Excerpts of location labeling data
────────────────
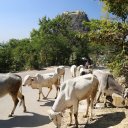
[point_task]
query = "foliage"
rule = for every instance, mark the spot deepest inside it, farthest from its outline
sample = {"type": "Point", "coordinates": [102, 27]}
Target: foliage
{"type": "Point", "coordinates": [117, 7]}
{"type": "Point", "coordinates": [107, 39]}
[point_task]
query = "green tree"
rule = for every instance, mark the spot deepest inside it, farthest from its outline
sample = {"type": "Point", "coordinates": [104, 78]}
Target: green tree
{"type": "Point", "coordinates": [117, 7]}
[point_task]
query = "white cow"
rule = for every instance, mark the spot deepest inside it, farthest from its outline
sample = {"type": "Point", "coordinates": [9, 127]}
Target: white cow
{"type": "Point", "coordinates": [79, 67]}
{"type": "Point", "coordinates": [108, 85]}
{"type": "Point", "coordinates": [73, 70]}
{"type": "Point", "coordinates": [84, 71]}
{"type": "Point", "coordinates": [61, 71]}
{"type": "Point", "coordinates": [71, 92]}
{"type": "Point", "coordinates": [10, 84]}
{"type": "Point", "coordinates": [43, 80]}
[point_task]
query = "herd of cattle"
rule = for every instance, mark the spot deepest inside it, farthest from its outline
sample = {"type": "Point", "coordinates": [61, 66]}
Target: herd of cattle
{"type": "Point", "coordinates": [89, 84]}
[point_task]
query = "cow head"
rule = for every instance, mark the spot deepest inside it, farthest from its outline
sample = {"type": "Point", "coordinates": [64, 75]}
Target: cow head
{"type": "Point", "coordinates": [28, 80]}
{"type": "Point", "coordinates": [55, 117]}
{"type": "Point", "coordinates": [125, 93]}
────────────────
## To do
Take the data above and repeat it exactly, leaving each picture out.

## Output below
[point_task]
query = "foliage"
rule = for every instance, mark the spot deepest inside it, farthest from its outline
sample = {"type": "Point", "coordinates": [102, 27]}
Target: foliage
{"type": "Point", "coordinates": [117, 7]}
{"type": "Point", "coordinates": [107, 39]}
[point_task]
query = "green tree"
rule = for every instance, mark the spot deepest inside it, farthest from its outline
sample = {"type": "Point", "coordinates": [104, 78]}
Target: green tree
{"type": "Point", "coordinates": [117, 7]}
[point_task]
query = "white cow"
rule = for every instance, mark the spot deepest inside it, farthest from its outline
sample = {"type": "Point", "coordinates": [9, 127]}
Target: white cow
{"type": "Point", "coordinates": [79, 67]}
{"type": "Point", "coordinates": [108, 85]}
{"type": "Point", "coordinates": [73, 70]}
{"type": "Point", "coordinates": [84, 71]}
{"type": "Point", "coordinates": [61, 71]}
{"type": "Point", "coordinates": [71, 92]}
{"type": "Point", "coordinates": [10, 84]}
{"type": "Point", "coordinates": [43, 80]}
[point_task]
query = "herd of cattle"
rule = for every instance, mark the spot deepest inside it, farthest from its outline
sample = {"type": "Point", "coordinates": [61, 66]}
Target: herd of cattle
{"type": "Point", "coordinates": [89, 84]}
[point_task]
query = "cow head"
rule = for every instance, mark the spot deepest inside it, farthest from its outline
sample = {"type": "Point", "coordinates": [64, 75]}
Target: cow head
{"type": "Point", "coordinates": [28, 80]}
{"type": "Point", "coordinates": [55, 117]}
{"type": "Point", "coordinates": [125, 93]}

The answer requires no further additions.